Problem → Exact duplicates of all entries are needed.

Information provided →
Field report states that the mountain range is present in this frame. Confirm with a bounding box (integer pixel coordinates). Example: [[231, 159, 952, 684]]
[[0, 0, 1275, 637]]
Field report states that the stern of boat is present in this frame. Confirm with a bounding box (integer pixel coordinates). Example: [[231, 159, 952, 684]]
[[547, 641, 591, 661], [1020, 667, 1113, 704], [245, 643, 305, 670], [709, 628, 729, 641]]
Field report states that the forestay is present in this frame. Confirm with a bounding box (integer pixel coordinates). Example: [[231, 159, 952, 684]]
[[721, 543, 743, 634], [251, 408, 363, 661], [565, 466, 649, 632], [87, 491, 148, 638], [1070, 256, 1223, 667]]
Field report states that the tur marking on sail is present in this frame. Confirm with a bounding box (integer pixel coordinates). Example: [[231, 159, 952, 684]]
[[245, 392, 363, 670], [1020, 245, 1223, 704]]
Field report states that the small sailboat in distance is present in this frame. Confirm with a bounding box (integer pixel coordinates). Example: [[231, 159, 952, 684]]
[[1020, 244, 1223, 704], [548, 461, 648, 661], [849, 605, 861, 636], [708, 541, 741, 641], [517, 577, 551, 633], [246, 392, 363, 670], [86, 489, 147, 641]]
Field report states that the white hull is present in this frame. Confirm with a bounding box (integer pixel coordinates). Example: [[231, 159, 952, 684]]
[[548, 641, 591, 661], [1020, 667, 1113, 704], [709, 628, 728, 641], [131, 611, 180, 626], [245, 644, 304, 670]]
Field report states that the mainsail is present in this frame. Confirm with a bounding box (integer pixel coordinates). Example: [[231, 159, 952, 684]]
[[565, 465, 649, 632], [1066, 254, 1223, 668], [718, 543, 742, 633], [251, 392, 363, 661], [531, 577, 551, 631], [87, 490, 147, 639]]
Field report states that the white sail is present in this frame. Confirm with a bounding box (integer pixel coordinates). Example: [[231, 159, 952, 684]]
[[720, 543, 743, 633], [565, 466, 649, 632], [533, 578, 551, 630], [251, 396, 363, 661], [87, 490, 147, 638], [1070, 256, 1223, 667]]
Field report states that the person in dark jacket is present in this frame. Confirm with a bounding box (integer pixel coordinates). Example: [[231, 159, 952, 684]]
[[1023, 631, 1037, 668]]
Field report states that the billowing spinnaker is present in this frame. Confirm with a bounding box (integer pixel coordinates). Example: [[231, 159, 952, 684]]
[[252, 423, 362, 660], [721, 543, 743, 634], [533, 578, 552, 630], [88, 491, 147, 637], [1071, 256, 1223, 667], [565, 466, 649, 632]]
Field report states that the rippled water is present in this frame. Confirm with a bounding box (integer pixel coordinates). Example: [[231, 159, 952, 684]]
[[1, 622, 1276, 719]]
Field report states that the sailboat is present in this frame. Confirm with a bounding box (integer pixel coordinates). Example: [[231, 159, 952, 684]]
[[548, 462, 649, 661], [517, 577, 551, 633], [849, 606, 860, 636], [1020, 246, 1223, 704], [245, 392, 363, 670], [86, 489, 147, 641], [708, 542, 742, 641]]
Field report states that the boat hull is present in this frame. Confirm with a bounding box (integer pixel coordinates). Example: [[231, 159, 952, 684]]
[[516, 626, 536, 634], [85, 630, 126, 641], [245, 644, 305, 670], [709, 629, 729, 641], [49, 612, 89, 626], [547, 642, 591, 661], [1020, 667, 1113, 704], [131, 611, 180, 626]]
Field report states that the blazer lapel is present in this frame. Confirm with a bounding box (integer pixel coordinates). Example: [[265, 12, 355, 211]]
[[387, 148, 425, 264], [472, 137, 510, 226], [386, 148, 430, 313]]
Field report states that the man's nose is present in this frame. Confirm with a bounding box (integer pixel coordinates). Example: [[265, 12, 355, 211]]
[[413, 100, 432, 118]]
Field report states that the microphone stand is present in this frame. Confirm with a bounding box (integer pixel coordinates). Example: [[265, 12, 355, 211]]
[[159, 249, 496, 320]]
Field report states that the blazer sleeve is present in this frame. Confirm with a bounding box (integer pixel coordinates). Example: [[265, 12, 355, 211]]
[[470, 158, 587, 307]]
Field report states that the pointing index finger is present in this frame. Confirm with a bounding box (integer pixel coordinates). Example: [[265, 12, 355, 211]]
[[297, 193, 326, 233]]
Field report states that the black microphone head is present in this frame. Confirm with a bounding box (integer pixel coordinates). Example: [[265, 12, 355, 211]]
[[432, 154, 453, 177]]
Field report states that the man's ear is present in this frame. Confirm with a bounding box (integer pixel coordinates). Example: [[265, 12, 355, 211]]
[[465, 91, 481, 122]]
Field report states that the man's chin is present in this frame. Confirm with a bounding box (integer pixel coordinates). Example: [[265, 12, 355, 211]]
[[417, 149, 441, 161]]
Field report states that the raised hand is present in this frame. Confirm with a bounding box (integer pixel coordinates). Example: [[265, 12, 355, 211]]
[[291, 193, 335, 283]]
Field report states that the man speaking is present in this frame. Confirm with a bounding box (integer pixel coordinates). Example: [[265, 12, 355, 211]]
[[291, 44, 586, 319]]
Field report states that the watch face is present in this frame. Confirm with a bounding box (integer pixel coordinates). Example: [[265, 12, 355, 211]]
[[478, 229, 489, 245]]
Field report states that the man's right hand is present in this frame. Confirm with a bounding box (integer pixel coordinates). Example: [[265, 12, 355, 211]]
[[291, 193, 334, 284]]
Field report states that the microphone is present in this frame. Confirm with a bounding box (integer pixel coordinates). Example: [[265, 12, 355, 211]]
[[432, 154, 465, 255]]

Solution →
Field report states that the mountain range is present in this frame. Confirm with a bounding box (integer pixel coordinates). Example: [[231, 159, 952, 684]]
[[0, 0, 1275, 637]]
Field report states that the stern of boat is present in this frame. Confirm with a bounding box (integer pixel coordinates). Example: [[231, 159, 952, 684]]
[[547, 641, 591, 661], [1020, 667, 1113, 704], [245, 643, 305, 670], [709, 628, 729, 641]]
Field report states that the forestay is present in this frame. Confirm with a bounding box (integer pixel coordinates). Example: [[231, 159, 952, 684]]
[[721, 543, 743, 634], [251, 408, 363, 661], [565, 466, 649, 632], [87, 491, 148, 638], [1070, 256, 1223, 667]]
Field report states that the tur marking on sail is present in this frame. Confirm with a bounding box (integer pixel coordinates). Example: [[231, 159, 952, 684]]
[[245, 392, 363, 670], [1020, 245, 1223, 704]]
Field report states that the small sailboat in distance is present in this frame. Confirm with a bounding box (integer pixel coordinates). Example: [[231, 159, 952, 684]]
[[1020, 244, 1223, 704], [548, 461, 648, 661], [849, 605, 861, 636], [708, 541, 741, 641], [517, 577, 551, 633], [246, 392, 363, 670], [86, 489, 147, 641]]
Field report states that the white hull is present in this frame. Confirm with a bounding box (integer pixel coordinates). Example: [[231, 159, 952, 684]]
[[548, 641, 591, 661], [1020, 667, 1113, 704], [709, 628, 728, 641], [131, 611, 180, 626], [245, 644, 304, 670]]
Field report states that the mainsail is present in this frame. Confirm with a bounding box (integer pixel coordinates). Example: [[231, 159, 952, 684]]
[[565, 465, 649, 632], [1066, 254, 1223, 668], [718, 543, 742, 633], [251, 392, 363, 661], [531, 577, 551, 631], [87, 490, 147, 639]]
Field report states that the white sail is present in this frame. Confirm with a bounding box (integer pixel coordinates). Example: [[231, 159, 952, 684]]
[[720, 543, 743, 633], [565, 466, 649, 632], [533, 578, 551, 630], [251, 396, 363, 661], [87, 490, 147, 638], [1070, 256, 1223, 667]]
Field report states that the person in dark jacket is present in this frame. Confirm with a bounding box (integer pixel coordinates). Example: [[231, 159, 952, 684]]
[[1023, 631, 1037, 668]]
Field report states that the billowing spinnaker is present in this frame. Confirm with a bounding box (integer pixel coordinates). Example: [[231, 159, 952, 684]]
[[252, 423, 362, 660], [721, 543, 743, 634], [533, 578, 552, 630], [88, 491, 147, 637], [1071, 256, 1223, 667], [565, 466, 649, 632]]
Field report states that the rippled water is present in this frame. Confirm with a bounding box (integer pixel coordinates). Example: [[231, 159, 952, 684]]
[[1, 622, 1276, 719]]
Field report states that the sailboat is present in this frame. Confirm with a bounding box (integer pixel coordinates). Example: [[231, 159, 952, 684]]
[[548, 462, 649, 661], [517, 577, 551, 633], [849, 606, 860, 636], [1020, 246, 1223, 704], [245, 392, 363, 670], [86, 489, 147, 641], [708, 542, 742, 641]]
Field report states that the boat hull is present in this frame. Confirm with a bounding box (integer pixel coordinates). Example: [[231, 159, 952, 684]]
[[516, 626, 536, 634], [85, 630, 126, 641], [245, 644, 305, 670], [709, 629, 729, 641], [49, 612, 89, 626], [547, 642, 591, 661], [1020, 667, 1113, 704], [131, 611, 180, 626]]
Field report states that the blazer lapel is present in this frame. Confirm with a bounding box (integer pixel coordinates). Example: [[265, 12, 355, 211]]
[[387, 148, 425, 264], [472, 137, 510, 226], [386, 148, 430, 313]]
Field report states that the man's nose is present in this frame. Confirm with a bounding box (integer pixel coordinates). Example: [[265, 12, 355, 211]]
[[413, 100, 432, 118]]
Field report states that the microphone stand is present in this frame. Confirm with a bounding box (integer pixel coordinates). Example: [[265, 12, 355, 211]]
[[159, 249, 496, 320]]
Field report states that the blazer sleeve is present in this frame. Confirm with a bounding box (integer pixel coordinates). Example: [[265, 12, 355, 211]]
[[470, 158, 587, 307]]
Field report states that the pointing index finger is present in this frame. Confirm with a bounding box (integer pixel coordinates). Example: [[265, 12, 355, 211]]
[[297, 193, 326, 233]]
Field report states that the black microphone head is present in this frame. Confirm with a bounding box (integer pixel coordinates). Example: [[265, 12, 355, 211]]
[[432, 154, 453, 177]]
Field report states that the man's ear is present in this frame. Confirm with a bounding box (integer pixel coordinates). Example: [[265, 12, 355, 211]]
[[465, 91, 481, 122]]
Field report states that the man's chin is present in this frame. Confirm with a bounding box (integer pixel coordinates). Example: [[265, 12, 355, 211]]
[[417, 149, 441, 161]]
Field report states that the raised hand is present in this frame. Confirm with a bounding box (integer pixel coordinates). Example: [[265, 12, 355, 211]]
[[291, 193, 335, 283]]
Field report states that the man speaking is present in this frame. Confirm with a bounding box (integer pixel coordinates). Example: [[265, 12, 355, 211]]
[[291, 44, 586, 319]]
Field report states that the watch face is present in this frame. Confirm with a bounding box (integer pixel coordinates). Example: [[265, 12, 355, 211]]
[[478, 229, 489, 245]]
Field report states that the man's right hand is present in this frame. Confirm with a bounding box (integer pixel coordinates). Example: [[265, 12, 355, 211]]
[[291, 193, 334, 284]]
Field report states that the microphone is present in this frame. Confirm with a bounding box (integer pixel coordinates). Example: [[265, 12, 355, 211]]
[[432, 154, 465, 255]]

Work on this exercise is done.